• AVAILABLE RECORDS:
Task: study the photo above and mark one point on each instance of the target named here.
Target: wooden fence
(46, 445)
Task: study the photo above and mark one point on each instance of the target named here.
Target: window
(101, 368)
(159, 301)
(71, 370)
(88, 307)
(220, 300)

• EXERCISE DESCRIPTION:
What is needed is the full listing, reproduced exactly.

• RESPONSE BELOW:
Task: study the photo above and mark one point on each instance of the target named here.
Target: wooden fence
(46, 445)
Task: study the photo above and mark one point on each instance of the target named here.
Target: window
(101, 368)
(159, 301)
(71, 370)
(88, 307)
(220, 300)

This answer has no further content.